__THE REQUEST__
Set down all of the records below line for line and without alteration, leaving the pictures out.

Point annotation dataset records
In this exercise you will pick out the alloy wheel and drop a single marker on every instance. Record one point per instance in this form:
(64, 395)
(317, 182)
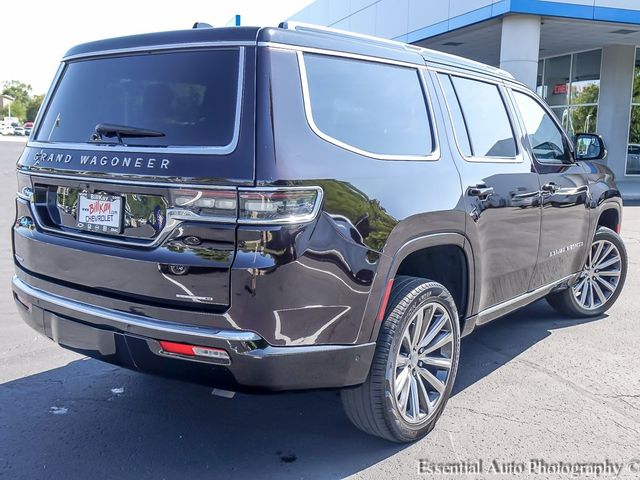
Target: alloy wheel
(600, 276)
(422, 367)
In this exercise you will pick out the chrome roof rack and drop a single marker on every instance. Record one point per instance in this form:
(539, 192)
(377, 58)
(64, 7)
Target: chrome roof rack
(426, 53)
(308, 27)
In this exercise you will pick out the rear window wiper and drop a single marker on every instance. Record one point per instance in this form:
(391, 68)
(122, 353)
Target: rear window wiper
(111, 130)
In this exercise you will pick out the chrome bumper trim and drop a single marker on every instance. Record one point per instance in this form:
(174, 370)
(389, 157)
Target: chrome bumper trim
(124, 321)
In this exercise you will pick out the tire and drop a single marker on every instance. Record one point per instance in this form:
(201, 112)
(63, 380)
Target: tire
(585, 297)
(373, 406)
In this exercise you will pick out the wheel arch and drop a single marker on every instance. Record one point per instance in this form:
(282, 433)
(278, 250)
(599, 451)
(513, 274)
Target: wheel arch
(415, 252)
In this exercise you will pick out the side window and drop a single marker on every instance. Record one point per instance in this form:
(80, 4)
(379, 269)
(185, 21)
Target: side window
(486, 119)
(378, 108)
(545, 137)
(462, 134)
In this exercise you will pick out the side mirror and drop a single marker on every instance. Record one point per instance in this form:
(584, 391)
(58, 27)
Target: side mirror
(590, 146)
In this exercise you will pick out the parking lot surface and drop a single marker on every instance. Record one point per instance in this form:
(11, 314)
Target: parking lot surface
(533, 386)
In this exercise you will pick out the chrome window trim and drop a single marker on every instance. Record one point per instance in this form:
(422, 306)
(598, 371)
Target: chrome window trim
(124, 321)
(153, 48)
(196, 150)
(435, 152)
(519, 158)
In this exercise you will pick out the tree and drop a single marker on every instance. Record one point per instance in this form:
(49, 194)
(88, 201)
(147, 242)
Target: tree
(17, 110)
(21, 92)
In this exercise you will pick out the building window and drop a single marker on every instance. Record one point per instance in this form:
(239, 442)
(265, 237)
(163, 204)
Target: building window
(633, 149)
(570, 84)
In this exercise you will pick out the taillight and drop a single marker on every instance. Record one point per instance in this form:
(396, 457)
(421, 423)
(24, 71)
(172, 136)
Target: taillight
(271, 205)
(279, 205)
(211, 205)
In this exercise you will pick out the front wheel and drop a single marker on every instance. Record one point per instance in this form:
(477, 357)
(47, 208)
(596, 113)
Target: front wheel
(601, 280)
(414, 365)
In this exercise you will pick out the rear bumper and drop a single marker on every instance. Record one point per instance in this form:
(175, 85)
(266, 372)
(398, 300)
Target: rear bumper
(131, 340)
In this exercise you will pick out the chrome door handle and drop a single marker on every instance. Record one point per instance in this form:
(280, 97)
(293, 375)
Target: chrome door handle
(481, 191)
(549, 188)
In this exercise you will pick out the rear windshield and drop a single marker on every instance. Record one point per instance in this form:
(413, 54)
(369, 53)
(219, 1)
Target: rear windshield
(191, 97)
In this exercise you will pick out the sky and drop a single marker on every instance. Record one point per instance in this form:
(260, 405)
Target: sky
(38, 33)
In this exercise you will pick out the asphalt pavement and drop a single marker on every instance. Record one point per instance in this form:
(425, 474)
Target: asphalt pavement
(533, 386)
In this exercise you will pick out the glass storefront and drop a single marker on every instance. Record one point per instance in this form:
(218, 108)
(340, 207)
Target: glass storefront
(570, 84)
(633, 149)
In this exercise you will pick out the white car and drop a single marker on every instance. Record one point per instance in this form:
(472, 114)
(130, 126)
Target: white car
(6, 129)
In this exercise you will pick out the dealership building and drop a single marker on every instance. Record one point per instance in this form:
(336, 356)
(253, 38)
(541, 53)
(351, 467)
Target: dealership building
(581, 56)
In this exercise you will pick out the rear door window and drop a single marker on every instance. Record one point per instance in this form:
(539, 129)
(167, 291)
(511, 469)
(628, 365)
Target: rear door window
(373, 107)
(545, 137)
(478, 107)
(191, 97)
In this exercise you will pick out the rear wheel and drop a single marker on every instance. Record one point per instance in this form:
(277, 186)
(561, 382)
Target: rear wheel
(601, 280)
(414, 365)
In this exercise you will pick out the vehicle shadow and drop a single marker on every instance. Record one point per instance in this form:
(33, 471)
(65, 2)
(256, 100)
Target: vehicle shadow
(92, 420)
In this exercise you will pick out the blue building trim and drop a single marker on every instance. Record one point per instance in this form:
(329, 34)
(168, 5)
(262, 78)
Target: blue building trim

__RESULT FOR THIS EXERCISE__
In this exercise you will pick out the alloy wheel and drop a single marker on every instance. Record one point per instance in this form:
(64, 395)
(317, 182)
Target: alloy wheel
(600, 276)
(422, 367)
In this exercise you will pick out the chrome roof rack and drop a single marker on every instance. Record one point per instance in this form:
(539, 192)
(377, 58)
(64, 7)
Target: chrome roof rack
(426, 53)
(308, 27)
In this exercise you will pick out the rear window wiper and drop a single marker on every instance. Record one point per instance in this form:
(391, 68)
(122, 353)
Target: rear window wiper
(111, 130)
In this exercise you will pick out the chrome bumper trim and drop a single marker on every instance. Record one point per instance in this form:
(174, 370)
(389, 157)
Target: chrome bumper trim
(124, 321)
In this exercise you will pick out the tire and drop a single marker on every instance. Record one point per instance in this form:
(201, 112)
(63, 380)
Target: tire
(585, 297)
(373, 406)
In this exercise you will pick out the wheel arch and drop a single marker on every instance. Record one point per instance in this form:
(282, 433)
(278, 250)
(599, 451)
(513, 274)
Target: wheel arch
(415, 252)
In this exercise you will pick out the side window and drop a single marker on every instance. Record one point per instance in this form:
(80, 4)
(379, 269)
(185, 21)
Target: side window
(486, 119)
(378, 108)
(545, 137)
(462, 134)
In this exercise you will pick out the side mirror and drop a single marker on every instance. Record one point per instance in this form:
(584, 391)
(58, 27)
Target: side mirror
(590, 146)
In this exercise you will pick out the parking lot surface and drop a single marker on every instance. Record one point per instance in this form:
(11, 314)
Target: parking lot surface
(533, 386)
In this exercise you will pick out the chrome window trim and drop a single marker on every instance. Record one point per instance in this form:
(422, 306)
(598, 371)
Target: chrome window trim
(124, 321)
(153, 48)
(196, 150)
(435, 152)
(519, 158)
In this exercise you will pick out the tree and drop a single marker on every instance. Record one point per instance in this form:
(49, 194)
(88, 201)
(147, 242)
Target: tree
(17, 110)
(21, 92)
In this exercise you will pick out the building window and drop a single marker on every instance. Record one point per instance in this form:
(239, 442)
(265, 237)
(163, 204)
Target: building window
(633, 149)
(570, 84)
In this exercise you will pick out the taillight and drop a single marker on every instance. Record one point per instance in this form:
(396, 457)
(421, 423)
(24, 71)
(172, 136)
Target: taillight
(271, 205)
(279, 205)
(211, 205)
In this exercise you will pick out the front wheel and drop a single marker on every instance. Record one point per instance in this form:
(477, 357)
(47, 208)
(596, 113)
Target: front wheel
(601, 280)
(414, 365)
In this exercise you will pick out the rear bumper and drop a single marker on every instance. Record one point per instance in this form:
(175, 85)
(266, 372)
(398, 300)
Target: rear bumper
(131, 340)
In this exercise you will pick out the chrome door handle and drop a single marker on every instance. Record one point per instance in this form:
(280, 97)
(293, 375)
Target: chrome door handle
(481, 191)
(549, 188)
In this exercise you will pick out the rear windshield and drop a single marker on every instance. Record one point per instance in this form:
(413, 54)
(369, 53)
(219, 1)
Target: rear windshield
(191, 97)
In this exercise you will pick out the sky and drop a single marker on every instance. Record one point per instance in this form:
(260, 405)
Target: sky
(38, 33)
In this exercise you will pick out the asphalt pavement and drop a single marker on every instance. Record one point per instance in this form:
(425, 474)
Target: asphalt pavement
(533, 386)
In this exercise you will pick out the glass storefront and drop a single marker on every instance. Record one point per instance in this form:
(218, 108)
(340, 207)
Target: glass storefront
(570, 84)
(633, 149)
In this exercise you will pick out the white car and drop a single marker on every instance. Record one point per instance in this form:
(472, 114)
(130, 126)
Target: white car
(6, 129)
In this exercise you will pick out the dealership building and drop a single marker on every instance. Record one point per instance in this form:
(336, 356)
(253, 38)
(541, 53)
(351, 467)
Target: dealership building
(581, 56)
In this exercise you will pick out the rear door window and drop a single marker on every instance. Record one point per instance in this form:
(539, 129)
(167, 291)
(511, 469)
(628, 365)
Target: rear door window
(373, 107)
(545, 137)
(478, 107)
(191, 97)
In this exercise you will pick out the rear wheel and drop a single marker on every instance. Record one point per instance in this form:
(277, 186)
(561, 382)
Target: rear wheel
(601, 280)
(414, 365)
In this exercise you will pick out the vehicle shadow and drop a single marker on every instance. Record one point per instance in this form:
(33, 471)
(65, 2)
(256, 100)
Target: vehicle shadow
(92, 420)
In this exercise you will pick out the blue building trim and drop a single marker on every instance. Record one point per instance in this form:
(329, 34)
(168, 5)
(262, 78)
Target: blue building trim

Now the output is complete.